The building is cleverly constructed in tiers tucked into the hillside, filled with light and sympathetic retro furniture showing off splendid views of the Tagus river which glistens far below.
We are served heavenly Fios Ovos (Angel Hair) — a traditional Portuguese desert made of eggs drawn into thin strands and boiled in sugar syrup — at the close of a memorable dinner featuring wild boar, local lamb and accompanying wines.
Tania Evaristo, general manager of the hotel, tells how the building was originally built to the orders of Antonio Salazar — Portugal’s long term dictator who used it to entertain foreign guests and investors.
Day Four: We’ve already heard about an idyllic hideaway close to Evora, in the Alentejo region, a top wine producing area and famous too for its food, medieval castles, Roman ruins and important megalithic sites.
Imani Country House, a boutique property, is a seven- bedroom traditional farmhouse estate, cloaked with bougainvillea whose terraced suites have sun terrace steps from orange groves and two small ornamental swimming pools.
We’ve keyed the address into the GPS after a couple of hours drive south east descending from mountains and hillsides covered in pine and eucalyptus to flat terrain of cork-oak plantations.
We meet little traffic apart from huge truck trailers hauling their loads of stripped cork bark.
Picture this: We head for Imani Country House, near Evora, largest and most important of the region’s towns and a UNESCO heritage site, taking to a dusty track with no indication of our final destination or any signs so far except for a board which points to “ Casa de Campo”.
Imani has less than ten bedrooms so the municipality does not allow the property to advertise its name on any signposts, we discover.
But maybe it’s all for the best, another guest points out, as we help ourselves to drinks from the honesty bar, spoil the resident cat and enjoy wonderful chilled surroundings and the excellent food and wines of Imani.
Day Five: Reluctantly, we force ourselves to move on from Imani Country house.

+++++

[Assignment]
Please answer these questions from the travel passage above:
1. On whose orders was the hotel building originally built, according to its general manager?
2. How many bedrooms does Imani Country House have?
3. What were the huge truck trailers hauling?

+++++

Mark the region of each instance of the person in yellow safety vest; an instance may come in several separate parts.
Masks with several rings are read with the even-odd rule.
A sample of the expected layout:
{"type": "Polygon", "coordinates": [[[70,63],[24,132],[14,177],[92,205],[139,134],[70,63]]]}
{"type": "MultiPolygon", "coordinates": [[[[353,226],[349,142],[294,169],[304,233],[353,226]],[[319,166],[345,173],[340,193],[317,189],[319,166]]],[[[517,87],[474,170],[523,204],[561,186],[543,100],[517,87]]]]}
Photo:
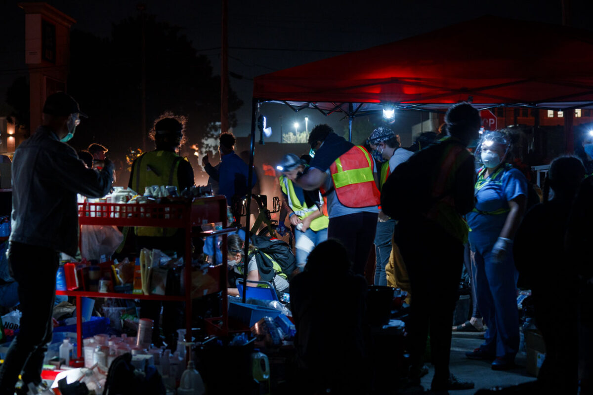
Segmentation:
{"type": "MultiPolygon", "coordinates": [[[[383,163],[379,178],[380,191],[391,172],[398,165],[407,160],[413,153],[400,146],[398,136],[388,127],[380,126],[375,129],[367,140],[367,143],[372,150],[371,153],[375,160],[383,163]]],[[[396,221],[385,215],[380,207],[375,235],[375,285],[387,285],[385,266],[389,262],[391,239],[396,223],[396,221]]]]}
{"type": "Polygon", "coordinates": [[[276,166],[282,172],[279,178],[284,204],[280,210],[279,230],[284,226],[288,211],[288,220],[296,227],[295,247],[296,249],[296,265],[301,269],[305,267],[309,253],[320,243],[327,240],[327,224],[329,219],[323,214],[323,200],[319,191],[313,193],[305,191],[293,181],[306,168],[304,161],[294,153],[288,153],[276,166]],[[313,198],[315,195],[317,198],[313,198]]]}
{"type": "MultiPolygon", "coordinates": [[[[147,187],[174,185],[180,193],[194,184],[193,169],[186,158],[176,153],[184,139],[183,124],[174,118],[164,118],[155,124],[151,136],[156,149],[145,152],[132,164],[127,186],[140,195],[147,187]]],[[[173,236],[176,228],[136,227],[140,237],[173,236]]]]}
{"type": "MultiPolygon", "coordinates": [[[[231,235],[228,236],[227,245],[227,264],[228,269],[232,271],[231,274],[240,275],[241,277],[245,272],[245,259],[244,259],[244,245],[243,239],[238,235],[231,235]]],[[[288,248],[288,247],[287,247],[288,248]]],[[[253,246],[250,245],[250,251],[253,249],[253,246]]],[[[288,277],[282,272],[282,268],[280,265],[274,259],[267,256],[273,262],[274,271],[275,274],[272,278],[270,282],[279,292],[282,292],[288,288],[288,277]]],[[[237,277],[237,275],[229,277],[229,282],[230,284],[234,284],[235,282],[231,280],[231,277],[237,277]]],[[[256,256],[253,255],[249,259],[249,264],[247,265],[247,281],[259,281],[261,276],[260,275],[259,269],[257,267],[257,261],[256,256]]],[[[228,294],[231,296],[240,296],[238,290],[235,287],[229,287],[228,288],[228,294]]]]}
{"type": "MultiPolygon", "coordinates": [[[[194,184],[193,169],[189,162],[177,153],[185,139],[184,119],[167,113],[155,121],[150,137],[154,140],[156,149],[145,152],[132,164],[128,187],[143,194],[145,188],[151,185],[175,185],[181,192],[194,184]]],[[[136,227],[136,249],[158,249],[165,253],[175,252],[183,256],[185,237],[183,229],[177,228],[136,227]]],[[[179,302],[163,302],[162,331],[165,342],[173,344],[176,330],[183,326],[183,309],[179,302]]],[[[160,345],[159,320],[161,303],[142,300],[140,303],[140,316],[149,318],[155,323],[152,342],[160,345]]]]}
{"type": "Polygon", "coordinates": [[[309,144],[315,156],[294,182],[307,191],[318,189],[327,197],[327,237],[344,244],[354,272],[363,274],[379,213],[375,162],[364,147],[346,141],[329,125],[314,127],[309,144]]]}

+++++

[Worked solution]
1. Antonio Salazar, Portugal's long-term dictator.
2. Seven.
3. Loads of stripped cork bark.